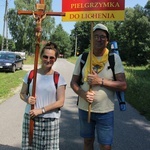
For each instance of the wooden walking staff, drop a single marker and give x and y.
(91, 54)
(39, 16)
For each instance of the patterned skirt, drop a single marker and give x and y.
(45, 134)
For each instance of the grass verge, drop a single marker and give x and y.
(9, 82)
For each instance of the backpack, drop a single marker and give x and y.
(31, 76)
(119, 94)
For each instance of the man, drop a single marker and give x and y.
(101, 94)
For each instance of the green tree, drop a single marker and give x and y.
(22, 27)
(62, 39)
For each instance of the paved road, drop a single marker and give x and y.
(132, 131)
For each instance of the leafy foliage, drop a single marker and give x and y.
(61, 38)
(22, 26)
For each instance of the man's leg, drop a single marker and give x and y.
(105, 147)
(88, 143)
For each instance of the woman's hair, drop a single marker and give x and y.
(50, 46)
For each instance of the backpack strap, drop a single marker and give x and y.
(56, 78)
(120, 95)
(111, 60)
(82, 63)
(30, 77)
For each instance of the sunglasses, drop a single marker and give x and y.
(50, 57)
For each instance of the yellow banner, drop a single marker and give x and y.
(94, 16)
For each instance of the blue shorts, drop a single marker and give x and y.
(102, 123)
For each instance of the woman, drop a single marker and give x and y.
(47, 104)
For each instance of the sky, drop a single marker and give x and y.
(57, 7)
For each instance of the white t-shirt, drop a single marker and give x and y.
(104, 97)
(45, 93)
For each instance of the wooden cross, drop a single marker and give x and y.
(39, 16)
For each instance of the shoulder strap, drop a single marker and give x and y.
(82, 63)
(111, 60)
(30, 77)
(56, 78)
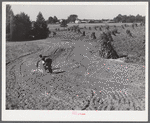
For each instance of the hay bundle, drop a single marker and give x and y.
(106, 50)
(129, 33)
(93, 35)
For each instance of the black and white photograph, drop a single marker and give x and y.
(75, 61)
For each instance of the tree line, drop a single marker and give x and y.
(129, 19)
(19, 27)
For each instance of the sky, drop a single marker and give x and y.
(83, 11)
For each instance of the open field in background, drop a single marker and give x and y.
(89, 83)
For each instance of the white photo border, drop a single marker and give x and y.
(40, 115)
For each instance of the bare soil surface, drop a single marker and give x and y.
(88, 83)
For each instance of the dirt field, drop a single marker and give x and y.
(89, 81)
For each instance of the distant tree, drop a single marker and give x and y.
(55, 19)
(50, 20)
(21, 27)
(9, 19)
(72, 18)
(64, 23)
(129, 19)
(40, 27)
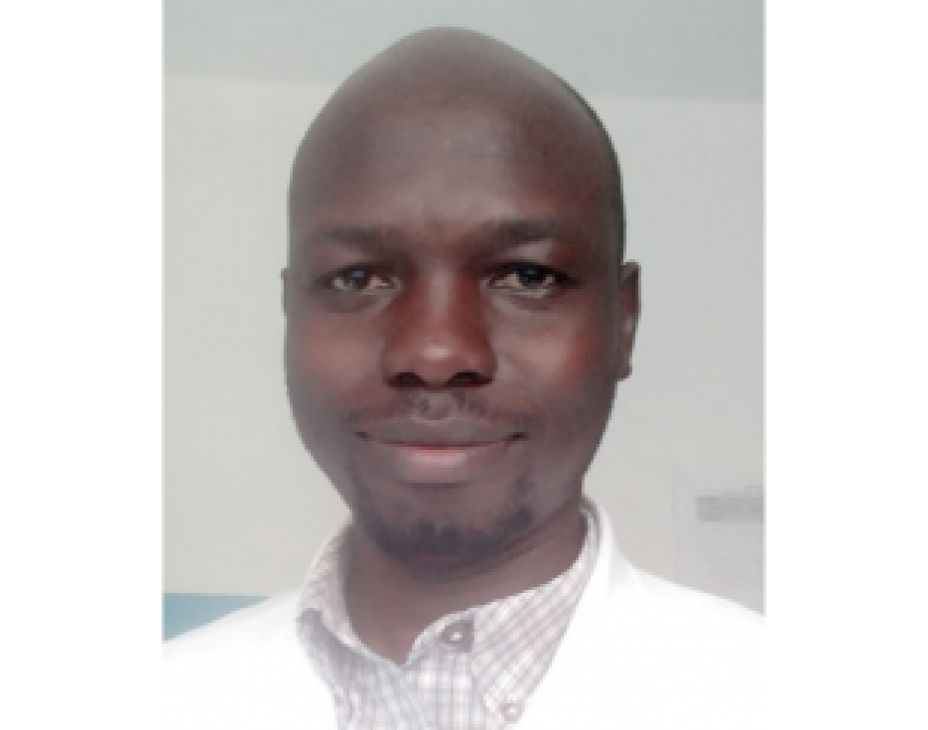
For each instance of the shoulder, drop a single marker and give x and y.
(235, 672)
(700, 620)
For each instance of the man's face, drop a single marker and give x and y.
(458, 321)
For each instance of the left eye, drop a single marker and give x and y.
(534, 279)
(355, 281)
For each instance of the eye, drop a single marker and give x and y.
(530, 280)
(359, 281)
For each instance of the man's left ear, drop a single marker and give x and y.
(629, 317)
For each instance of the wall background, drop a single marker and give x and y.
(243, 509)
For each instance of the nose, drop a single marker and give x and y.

→ **ABOUT THIS TASK**: Leaving the images out, print the records above exactly.

→ **RESULT FOR THIS TASK**:
For each instance of the wooden walking staff, drop a single marker and give x and y.
(91, 54)
(39, 16)
For each instance of the patterned skirt, drop a single marker and give x and y.
(45, 134)
For each instance of the grass verge, drop a single marker and give x and y.
(9, 82)
For each instance of the backpack, drop a single marker and give x and y.
(31, 76)
(119, 94)
For each instance of the man, drop a single marker and give x and y.
(101, 94)
For each instance of the green tree, drop a single marker and give x and y.
(22, 27)
(62, 39)
For each instance of the paved road, drop a single marker and give x and y.
(132, 131)
For each instance of the leafy foliage, drop a single marker and give x and y.
(61, 38)
(22, 26)
For each instance of the man's leg, drop a single marker and give x and y.
(105, 147)
(88, 143)
For each instance of the woman's hair, drop a single marker and give x and y.
(50, 46)
For each instance of the backpack strap, drop a single marker and give x and y.
(56, 78)
(120, 95)
(111, 60)
(82, 63)
(30, 77)
For each instance of the sunglasses, drop a single marker and give x and y.
(50, 57)
For each instance of the yellow banner, drop a single marker and give x and y.
(94, 16)
For each instance of the blue shorts, drop a single marker and give x and y.
(102, 123)
For each instance of the woman, drop a single marker and give x and y.
(47, 104)
For each instance of the sky, drop a single marker and give x and y.
(57, 7)
For each instance of the white t-shirt, drop a single marker and give x and y.
(104, 97)
(45, 93)
For each instance of the wooden cross, drop a single marker and give x and y.
(39, 16)
For each instance of the shoulder strap, drop a single marker and give x and y.
(82, 63)
(111, 60)
(30, 77)
(56, 78)
For each instance of the hay bundle, drop a single marker and give x and y.
(106, 50)
(129, 33)
(93, 35)
For each instance of the black and white photograph, drop a single marker and give x and y.
(75, 61)
For each instance of the tree line, drop a single marker and give x and y.
(129, 19)
(19, 27)
For each instance of the sky, drop a single marker and give x and y.
(83, 11)
For each instance of the open field in background, drop a single marker and give x and y.
(89, 83)
For each instance of the white photo border, drop a single marker and give x and y.
(40, 115)
For each instance of the bare soil surface, drop a single marker and give x and y.
(88, 83)
For each instance of the dirt field, drop a single marker and give x and y.
(89, 81)
For each instance of the distant tree, drop a single marker and give x and y.
(55, 19)
(50, 20)
(21, 27)
(9, 19)
(72, 18)
(64, 23)
(129, 19)
(40, 27)
For each instance of the shoulder, drop a single marker and give x and y.
(235, 672)
(700, 620)
For each instance of the man's face, drop a single marker and give x and y.
(458, 321)
For each instance of the left eye, drop a single marker and give x and y.
(534, 279)
(355, 281)
For each instance of the eye, drop a single marker and give x and y.
(530, 280)
(359, 281)
For each instance of the man's left ear, drop a single marker and give x and y.
(629, 317)
For each instance of the wall background, drop a single marker and give x and y.
(243, 509)
For each instance of the nose, drop a single marker and give x and y.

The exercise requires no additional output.